Requirement A
Reproduce the PGT Innovations earnings report between "PGT Innovations, Inc." and "to prior-year end)", inclusive, replacing "premium" with "luxury".
Requirement B
Pick up the PGT Innovations earnings report after its final sentence and extend it.

Reading passage
PGT Innovations, Inc. (NYSE: PGTI), a national leader in premium
windows and doors, including impact-resistant products, garage
doors, and products designed to unify indoor/outdoor living spaces,
today announced financial results for its second quarter ended July
1, 2023.
Financial Highlights for Second Quarter 2023
(All results reflect comparison to prior-year period; Cash on
hand is compared to prior-year end)
- Net sales totaled $385 million, a decrease of 5 percent.
- Net income was $32 million, a decrease of 13 percent.
- Adjusted net income* was $34 million, a decrease of 16
percent.
- Adjusted EBITDA* was $74 million, a decrease of 6 percent.
- Net income per common share attributable to common
shareholders, diluted, was $0.53, a decrease of 13 percent.
- Adjusted net income per diluted share* was $0.58, a decrease of
13 percent.
- Total liquidity* at the end of the second quarter was $177
million, including cash of $39 million and revolver availability of
nearly $138 million.

Data shown
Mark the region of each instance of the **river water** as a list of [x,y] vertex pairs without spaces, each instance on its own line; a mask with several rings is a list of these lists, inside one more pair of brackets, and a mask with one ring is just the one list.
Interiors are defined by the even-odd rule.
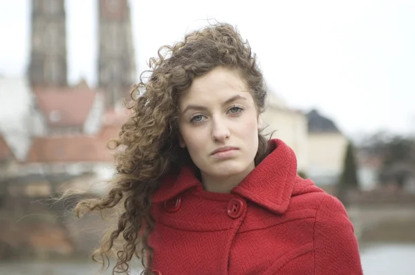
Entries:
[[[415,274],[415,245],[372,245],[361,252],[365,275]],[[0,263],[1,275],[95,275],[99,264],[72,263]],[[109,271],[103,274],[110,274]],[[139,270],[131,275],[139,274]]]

Expected output A
PGT Innovations, Inc. (NYSE: PGTI), a national leader in luxury
windows and doors, including impact-resistant products, garage
doors, and products designed to unify indoor/outdoor living spaces,
today announced financial results for its second quarter ended July
1, 2023.
Financial Highlights for Second Quarter 2023
(All results reflect comparison to prior-year period; Cash on
hand is compared to prior-year end)

Expected output B
Third Quarter 2023 Guidance
- Net sales in the range of $385 million to $405 million.
- Adjusted EBITDA* in the range of $71 million to $77
million.
* Adjusted net income, Adjusted net income per diluted share,
Adjusted EBITDA, and Liquidity are non-GAAP measures. Please see
“Use of Non-GAAP Financial Measures” below for more
information.
"PGT Innovations delivered sequential growth in net sales and
profitability for the second quarter in a dynamic macro
environment. The Company continues to execute on operational
performance targets, maintaining good cost controls, and our team
continues to excel in this challenging environment,” said Jeff
Jackson, President and Chief Executive Officer. “The Company
delivered two percent sequential sales growth, with continued
strength in the repair and remodeling channel driving the
increase.”
“Our organic second quarter net sales were down eight percent
from the prior year quarter, driven by a low double-digit unit
volume decline partially offset by the impact of price increases,”
added Jackson. “New construction market activity suggests a solid
recovery in the second half of 2023 based on the recent recovery in
permits and starts trends.”
“During the quarter, we completed the acquisition of the
remaining 25% of ECO Enterprises, invested in capacity and
automation initiatives, and continued to repurchase shares. In the
second quarter, we executed $19.8 million of share repurchases, for
a total year-to-date purchases of $45.4 million,” said Craig
Henderson, Interim Chief Financial Officer and Vice President of
Corporate Finance.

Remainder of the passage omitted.